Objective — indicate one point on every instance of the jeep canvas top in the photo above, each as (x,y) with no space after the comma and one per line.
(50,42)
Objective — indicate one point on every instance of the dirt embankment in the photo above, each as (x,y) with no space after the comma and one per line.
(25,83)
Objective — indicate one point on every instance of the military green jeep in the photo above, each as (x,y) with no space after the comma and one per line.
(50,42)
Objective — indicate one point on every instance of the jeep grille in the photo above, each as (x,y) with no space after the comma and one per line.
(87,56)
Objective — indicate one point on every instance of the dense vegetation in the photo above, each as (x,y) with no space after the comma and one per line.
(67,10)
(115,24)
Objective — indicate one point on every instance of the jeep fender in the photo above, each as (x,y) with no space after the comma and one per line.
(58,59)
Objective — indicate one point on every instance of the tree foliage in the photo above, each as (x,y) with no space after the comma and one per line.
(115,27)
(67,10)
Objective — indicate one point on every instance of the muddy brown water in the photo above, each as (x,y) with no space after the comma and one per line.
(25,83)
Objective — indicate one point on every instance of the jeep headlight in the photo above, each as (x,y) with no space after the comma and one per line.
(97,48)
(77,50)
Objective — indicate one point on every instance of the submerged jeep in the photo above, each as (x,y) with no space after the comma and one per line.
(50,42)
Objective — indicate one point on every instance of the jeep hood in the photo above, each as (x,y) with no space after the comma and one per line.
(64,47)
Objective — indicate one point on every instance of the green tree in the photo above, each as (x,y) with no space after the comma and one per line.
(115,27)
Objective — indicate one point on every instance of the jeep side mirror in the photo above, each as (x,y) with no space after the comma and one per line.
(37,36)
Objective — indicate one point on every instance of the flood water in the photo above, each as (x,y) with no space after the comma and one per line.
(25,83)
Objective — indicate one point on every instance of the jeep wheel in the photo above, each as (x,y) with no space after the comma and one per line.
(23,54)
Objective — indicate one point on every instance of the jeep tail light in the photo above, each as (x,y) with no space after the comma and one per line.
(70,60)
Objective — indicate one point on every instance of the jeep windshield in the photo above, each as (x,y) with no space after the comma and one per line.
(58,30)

What is needed: Exact duplication of all the data above is expected.

Your response:
Objective — indicate one point on every instance of the jeep canvas top in the photo above, each as (x,y) with no space after the comma and one per line.
(50,42)
Objective — indicate one point on every instance of the dirt embankment in the photo above, each as (x,y) with no space after the comma and one per line.
(25,83)
Objective — indicate one point on every instance of the military green jeep in the photo above, each as (x,y) with no space after the comma and one per line.
(50,42)
Objective — indicate one point on every instance of the jeep grille in the photo above, each as (x,y) with no space after the comma and one per line.
(87,56)
Objective — indicate one point on every instance of the dense vegetation in the photo above, each as (x,y) with no space after the comma and one per line.
(67,10)
(115,24)
Objective — indicate one point on every instance of the jeep fender in the photo above, each as (x,y) with no space after the comma and one per line.
(58,59)
Objective — indicate one point on every instance of the tree foliage in the photo above, each as (x,y) with no space after the comma and one per line.
(115,27)
(67,10)
Objective — indicate one point on every instance of the muddy brown water in the photo above, each as (x,y) with no space after the comma and one per line.
(25,83)
Objective — indicate one point on every instance of the jeep headlight in the photo above, each as (x,y) with no space after the comma and one per line.
(97,48)
(77,50)
Objective — indicate one point on every instance of the submerged jeep in the photo above, each as (x,y) with no space after the comma and one per line.
(50,42)
Objective — indicate one point on every instance of the jeep hood in the photo above, each as (x,y) with no space after the comma and one per line.
(64,47)
Objective — indicate one point on every instance of the green tree in the photo above, each as (x,y) with no space after the comma and one per line.
(115,27)
Objective — indicate one point on every instance of the jeep side mirror in the photo above, each as (x,y) with no space after the comma and one per line.
(37,36)
Objective — indicate one point on every instance of the flood water in the photo above, each as (x,y) with no space after the comma and one per line.
(25,83)
Objective — indicate one point on every instance of the jeep wheel in the photo above, each as (x,y) with no space after the comma and one per line.
(23,54)
Objective — indicate one point on every instance of the jeep tail light in the photo above, each as (x,y) with no space after the comma and one per line.
(70,60)
Objective — indicate one point on every instance of the jeep windshield in the photo above, each as (x,y) with no space after the comma and one per line.
(58,30)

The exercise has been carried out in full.